Why this matters
As a Data Engineer, you constantly ingest data that arrives late, duplicated, or corrected. Deduplication prevents double counting and bloated tables. Upserts (update-or-insert) keep your tables accurate without full reloads. You will use these patterns when:
- Loading CDC (change data capture) events into fact and dimension tables
- Building idempotent incremental pipelines in warehouses or lakes
- Maintaining SCD Type 1 dimensions (latest values only)
- Backfilling late-arriving events and reconciling fixes from source systems
Concept explained simply
Deduplication means picking one “winner” row for each key and dropping the rest, using a clear tie-break rule (like most recent event_ts, highest version, or latest ingest timestamp). Upsert means: if the key exists, update it; if not, insert it.
Mental model
Think of your data like a set of folders labeled by primary key. Deduplication is choosing the single most authoritative document in each folder. Upsert is placing a document into the right folder: replace the old one if it’s newer, otherwise create a new folder.

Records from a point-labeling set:

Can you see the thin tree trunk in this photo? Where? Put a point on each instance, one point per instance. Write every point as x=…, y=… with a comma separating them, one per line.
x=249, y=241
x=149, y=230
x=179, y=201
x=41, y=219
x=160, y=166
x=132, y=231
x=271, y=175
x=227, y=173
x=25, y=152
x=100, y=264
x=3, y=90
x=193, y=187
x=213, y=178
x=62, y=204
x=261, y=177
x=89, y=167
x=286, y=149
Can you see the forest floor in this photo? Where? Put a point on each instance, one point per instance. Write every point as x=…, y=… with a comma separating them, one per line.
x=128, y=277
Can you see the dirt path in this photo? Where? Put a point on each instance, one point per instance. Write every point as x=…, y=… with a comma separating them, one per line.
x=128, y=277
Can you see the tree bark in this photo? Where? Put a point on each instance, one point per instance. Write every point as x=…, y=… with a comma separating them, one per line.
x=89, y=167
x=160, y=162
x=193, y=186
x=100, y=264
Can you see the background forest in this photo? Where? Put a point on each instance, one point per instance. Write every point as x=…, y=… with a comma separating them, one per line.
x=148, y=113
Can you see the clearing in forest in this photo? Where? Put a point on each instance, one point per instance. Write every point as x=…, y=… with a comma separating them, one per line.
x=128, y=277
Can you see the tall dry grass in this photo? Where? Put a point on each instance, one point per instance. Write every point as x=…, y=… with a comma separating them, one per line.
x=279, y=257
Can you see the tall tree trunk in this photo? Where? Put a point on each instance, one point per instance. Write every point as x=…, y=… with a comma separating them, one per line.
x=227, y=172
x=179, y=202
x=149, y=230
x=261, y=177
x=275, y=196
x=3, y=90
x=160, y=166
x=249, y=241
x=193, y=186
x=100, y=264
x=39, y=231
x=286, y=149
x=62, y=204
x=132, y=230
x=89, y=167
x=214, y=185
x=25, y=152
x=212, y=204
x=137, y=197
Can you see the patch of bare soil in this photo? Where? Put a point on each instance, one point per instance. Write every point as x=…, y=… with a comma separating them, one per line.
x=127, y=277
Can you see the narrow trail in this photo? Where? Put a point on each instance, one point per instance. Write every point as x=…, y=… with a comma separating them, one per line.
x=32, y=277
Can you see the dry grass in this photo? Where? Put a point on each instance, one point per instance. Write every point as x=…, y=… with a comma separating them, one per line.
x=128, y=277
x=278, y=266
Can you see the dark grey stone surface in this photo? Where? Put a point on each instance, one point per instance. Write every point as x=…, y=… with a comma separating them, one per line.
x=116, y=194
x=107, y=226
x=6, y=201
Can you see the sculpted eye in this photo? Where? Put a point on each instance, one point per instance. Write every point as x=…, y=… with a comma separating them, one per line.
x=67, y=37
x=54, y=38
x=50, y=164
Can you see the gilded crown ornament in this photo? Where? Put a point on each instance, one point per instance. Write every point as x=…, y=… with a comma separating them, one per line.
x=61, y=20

◆ REQUIRED TASK 1
Answer these from the deduplication and upsert guide, each on its own line:
(a) What does an SCD Type 1 dimension keep?
(b) What does an upsert do when the key already exists, and what does it do when the key doesn't exist?
(c) In the mental model, what labels the folders?
◆ REQUIRED TASK 2
Please reproduce the passage of the deduplication and upsert guide that opens with the words containing "- Backfilling late-arriving" and closes with "a new folder.", swapping "primary key" for "unique key".
◆ REQUIRED TASK 3
Extend the deduplication and upsert guide past its final sentence.
The entries are separate material from the deduplication and upsert guide.

◆ EXERCISE RESPONSE 1
(a) Latest values only.
(b) If the key exists, it updates it; if not, it inserts it.
(c) The primary key.

◆ EXERCISE RESPONSE 2
- Backfilling late-arriving events and reconciling fixes from source systems
Concept explained simply
Deduplication means picking one “winner” row for each key and dropping the rest, using a clear tie-break rule (like most recent event_ts, highest version, or latest ingest timestamp). Upsert means: if the key exists, update it; if not, insert it.
Mental model
Think of your data like a set of folders labeled by unique key. Deduplication is choosing the single most authoritative document in each folder. Upsert is placing a document into the right folder: replace the old one if it’s newer, otherwise create a new folder.

◆ EXERCISE RESPONSE 3
Key concepts and patterns
- Business key vs surrogate key: Dedup and upsert typically use a stable business key (e.g., order_id, user_id+date) rather than a surrogate identity.
- Deterministic tie-breakers: Always define ordering: event_ts (preferred), then version/sequence, then ingest_ts. Explicitly break ties to avoid nondeterminism.
- Idempotency: Running the same job twice should not change results. Enforce with primary/unique keys, MERGE conditions, and WHERE clauses that only accept newer data.
- Late-arriving data: Decide whether older events can overwrite newer rows. Many pipelines keep the latest event only (SCD1) and ignore older ones on conflict.
- Soft deletes: Represent deletes with a flag (is_deleted) or a tombstone event. Your upsert logic should set the flag for matched deletes.
Common SQL strategies
Dedup with window functions:
WITH ranked AS (
SELECT s.*, ROW_NUMBER() OVER (
PARTITION BY order_id
ORDER BY event_ts DESC, version DESC, _ingest_ts DESC
) AS rn
FROM staging_orders s
)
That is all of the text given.